_Data in this exercise_.
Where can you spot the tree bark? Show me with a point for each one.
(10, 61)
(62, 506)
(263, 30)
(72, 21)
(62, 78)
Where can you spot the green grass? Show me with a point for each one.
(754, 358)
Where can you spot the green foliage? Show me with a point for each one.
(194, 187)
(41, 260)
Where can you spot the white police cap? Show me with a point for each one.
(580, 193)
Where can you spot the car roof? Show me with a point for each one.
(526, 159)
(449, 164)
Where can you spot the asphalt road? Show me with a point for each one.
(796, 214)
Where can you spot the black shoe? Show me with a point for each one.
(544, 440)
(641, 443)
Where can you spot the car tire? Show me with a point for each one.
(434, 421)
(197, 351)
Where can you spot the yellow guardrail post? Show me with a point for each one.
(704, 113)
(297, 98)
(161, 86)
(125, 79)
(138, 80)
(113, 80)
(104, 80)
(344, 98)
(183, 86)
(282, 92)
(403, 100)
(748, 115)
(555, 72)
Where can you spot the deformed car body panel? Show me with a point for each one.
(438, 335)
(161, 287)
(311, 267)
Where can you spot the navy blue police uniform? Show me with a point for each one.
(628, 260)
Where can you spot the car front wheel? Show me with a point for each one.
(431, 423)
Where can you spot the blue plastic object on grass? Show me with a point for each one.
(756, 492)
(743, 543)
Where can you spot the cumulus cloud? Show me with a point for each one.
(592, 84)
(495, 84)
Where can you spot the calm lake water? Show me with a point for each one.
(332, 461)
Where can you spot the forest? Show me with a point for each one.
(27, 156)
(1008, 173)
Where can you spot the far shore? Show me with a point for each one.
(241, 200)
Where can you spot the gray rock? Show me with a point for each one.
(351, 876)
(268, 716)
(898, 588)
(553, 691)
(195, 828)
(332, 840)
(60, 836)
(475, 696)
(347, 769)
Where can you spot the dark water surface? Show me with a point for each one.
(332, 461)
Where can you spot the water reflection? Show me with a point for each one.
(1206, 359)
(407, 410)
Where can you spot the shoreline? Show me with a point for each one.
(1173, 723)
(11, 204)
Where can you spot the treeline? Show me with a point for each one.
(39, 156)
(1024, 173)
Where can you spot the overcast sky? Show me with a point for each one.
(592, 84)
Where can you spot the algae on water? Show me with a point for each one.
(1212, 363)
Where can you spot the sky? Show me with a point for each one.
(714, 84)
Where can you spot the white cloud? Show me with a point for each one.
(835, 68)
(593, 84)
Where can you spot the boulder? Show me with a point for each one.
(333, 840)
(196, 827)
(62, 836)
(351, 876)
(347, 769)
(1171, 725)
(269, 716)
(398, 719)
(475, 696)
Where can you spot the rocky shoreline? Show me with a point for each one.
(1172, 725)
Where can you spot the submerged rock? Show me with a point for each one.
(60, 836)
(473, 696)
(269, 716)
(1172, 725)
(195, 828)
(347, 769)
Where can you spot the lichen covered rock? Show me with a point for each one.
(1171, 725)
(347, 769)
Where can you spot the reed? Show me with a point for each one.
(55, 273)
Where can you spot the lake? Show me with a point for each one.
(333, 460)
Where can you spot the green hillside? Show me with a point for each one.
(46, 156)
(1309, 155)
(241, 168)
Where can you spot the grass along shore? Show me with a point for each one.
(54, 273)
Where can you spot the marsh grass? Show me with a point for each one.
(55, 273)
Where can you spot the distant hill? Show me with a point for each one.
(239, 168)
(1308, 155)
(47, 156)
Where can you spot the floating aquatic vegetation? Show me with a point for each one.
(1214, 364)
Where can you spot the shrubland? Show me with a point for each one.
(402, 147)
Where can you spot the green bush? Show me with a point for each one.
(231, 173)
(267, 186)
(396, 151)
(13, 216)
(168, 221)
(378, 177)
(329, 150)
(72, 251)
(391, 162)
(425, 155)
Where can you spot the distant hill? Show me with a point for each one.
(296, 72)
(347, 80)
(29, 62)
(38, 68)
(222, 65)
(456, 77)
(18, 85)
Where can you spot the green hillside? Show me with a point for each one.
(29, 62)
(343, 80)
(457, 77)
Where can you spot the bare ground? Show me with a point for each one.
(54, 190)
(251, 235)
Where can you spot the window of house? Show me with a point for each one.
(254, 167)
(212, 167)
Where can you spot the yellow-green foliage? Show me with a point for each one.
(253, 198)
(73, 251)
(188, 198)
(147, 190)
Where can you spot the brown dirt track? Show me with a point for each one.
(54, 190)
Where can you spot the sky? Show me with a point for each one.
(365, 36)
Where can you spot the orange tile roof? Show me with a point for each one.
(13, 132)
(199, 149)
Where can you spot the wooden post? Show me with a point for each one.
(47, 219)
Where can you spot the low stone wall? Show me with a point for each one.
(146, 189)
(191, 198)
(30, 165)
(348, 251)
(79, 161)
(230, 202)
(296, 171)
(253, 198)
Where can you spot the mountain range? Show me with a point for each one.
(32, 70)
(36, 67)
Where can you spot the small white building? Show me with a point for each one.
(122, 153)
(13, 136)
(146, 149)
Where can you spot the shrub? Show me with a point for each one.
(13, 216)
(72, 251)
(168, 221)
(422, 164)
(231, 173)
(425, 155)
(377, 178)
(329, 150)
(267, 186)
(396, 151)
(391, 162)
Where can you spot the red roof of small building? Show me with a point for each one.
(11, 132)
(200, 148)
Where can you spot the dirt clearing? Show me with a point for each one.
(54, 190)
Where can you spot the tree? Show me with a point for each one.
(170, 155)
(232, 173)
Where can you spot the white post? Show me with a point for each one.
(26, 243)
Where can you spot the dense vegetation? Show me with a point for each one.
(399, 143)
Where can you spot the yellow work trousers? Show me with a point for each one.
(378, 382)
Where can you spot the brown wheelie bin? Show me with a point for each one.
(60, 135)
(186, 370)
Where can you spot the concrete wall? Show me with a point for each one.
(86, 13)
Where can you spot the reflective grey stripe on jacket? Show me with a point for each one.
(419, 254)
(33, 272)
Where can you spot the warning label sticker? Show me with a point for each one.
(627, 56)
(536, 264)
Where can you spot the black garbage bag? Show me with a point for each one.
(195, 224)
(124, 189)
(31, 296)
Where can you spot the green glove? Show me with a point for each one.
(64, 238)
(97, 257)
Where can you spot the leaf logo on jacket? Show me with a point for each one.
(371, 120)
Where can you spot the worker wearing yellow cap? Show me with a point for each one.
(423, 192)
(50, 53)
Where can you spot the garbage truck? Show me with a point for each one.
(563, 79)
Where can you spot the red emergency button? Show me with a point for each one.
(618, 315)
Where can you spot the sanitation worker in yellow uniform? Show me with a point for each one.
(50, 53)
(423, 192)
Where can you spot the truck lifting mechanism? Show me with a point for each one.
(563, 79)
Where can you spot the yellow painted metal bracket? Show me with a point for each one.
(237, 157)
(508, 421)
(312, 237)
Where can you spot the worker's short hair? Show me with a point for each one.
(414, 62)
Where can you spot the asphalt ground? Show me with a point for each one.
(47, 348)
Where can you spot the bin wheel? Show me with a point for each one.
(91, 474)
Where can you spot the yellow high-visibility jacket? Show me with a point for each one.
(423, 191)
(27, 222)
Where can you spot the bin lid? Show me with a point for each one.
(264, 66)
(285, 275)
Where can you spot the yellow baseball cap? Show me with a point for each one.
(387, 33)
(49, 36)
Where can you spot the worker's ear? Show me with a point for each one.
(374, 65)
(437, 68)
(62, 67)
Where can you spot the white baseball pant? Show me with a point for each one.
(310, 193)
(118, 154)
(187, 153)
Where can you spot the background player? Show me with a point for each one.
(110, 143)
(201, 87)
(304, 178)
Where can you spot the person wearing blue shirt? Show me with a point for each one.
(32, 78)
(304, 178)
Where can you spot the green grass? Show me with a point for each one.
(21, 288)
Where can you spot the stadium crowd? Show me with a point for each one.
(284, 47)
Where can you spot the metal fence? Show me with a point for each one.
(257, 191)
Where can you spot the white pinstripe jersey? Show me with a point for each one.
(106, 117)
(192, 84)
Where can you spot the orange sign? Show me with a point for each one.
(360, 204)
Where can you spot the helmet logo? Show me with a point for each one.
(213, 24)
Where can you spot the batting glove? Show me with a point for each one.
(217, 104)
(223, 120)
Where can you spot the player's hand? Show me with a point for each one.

_What is needed_.
Write out the material again from its first line through the line containing "(1024, 173)", inclusive, keeping every request as it is. Shift each answer point by adding 129 to both of its coordinates.

_Problem solution_.
Where can you spot the tree bark? Show me with a point for each one.
(139, 190)
(191, 635)
(392, 159)
(201, 150)
(191, 207)
Where can you spot the green grass? Show me with a point for each one.
(883, 487)
Where can you spot the green foliage? Show me with a point for each one.
(323, 316)
(170, 389)
Where can you spot the white police cap? Show me with a point for each one.
(709, 322)
Where can you spot the car roof? Show me with a point for each one.
(655, 288)
(578, 293)
Where can you spot the asphalt road? Show me with a point for each one.
(925, 343)
Where can you spot the black shoe? Show me with a point for each one.
(673, 569)
(770, 572)
Where can you spot the car tire? Show me with a point for each one.
(563, 550)
(326, 480)
Where can you spot the yellow guardrail post? Show me with a point for each one.
(833, 242)
(426, 227)
(290, 215)
(254, 208)
(267, 209)
(242, 209)
(233, 209)
(473, 227)
(312, 215)
(411, 221)
(532, 229)
(877, 244)
(684, 201)
Where can you spot the deformed car body panel? Show me with a point for each one.
(567, 464)
(290, 416)
(440, 396)
Where can you spot the navy blue police uniform? Show me with a point for each one.
(757, 389)
Where can you spot the car front wheel? Show me with a point for each one.
(560, 552)
Where can you spot the blue plastic object on grass? Show me with a point for each one.
(885, 621)
(872, 672)
Where can you spot the cumulus cloud? Show me with a point for each one.
(721, 213)
(624, 213)
Where can you spot the calm lake water? Show me with a point for each one.
(461, 590)
Where can you spot the forest? Show me with a point for each one.
(156, 285)
(1137, 302)
Where can you spot the far shore? Show me with a point for each one.
(370, 329)
Where can you spot the gray rock? Show me with a point for each one.
(480, 1005)
(397, 845)
(1027, 717)
(682, 820)
(324, 957)
(461, 969)
(189, 965)
(604, 825)
(476, 898)
Where can you spot the dark water surface? Show me with a point for each one.
(461, 590)
Where can you spot the water reflection? Show me with a point for each one.
(1335, 488)
(536, 539)
Where can you spot the shoreline? Show me with a point for each one.
(1302, 852)
(140, 333)
Where can you spot the treeline? Show me with a point for each one.
(168, 285)
(1153, 302)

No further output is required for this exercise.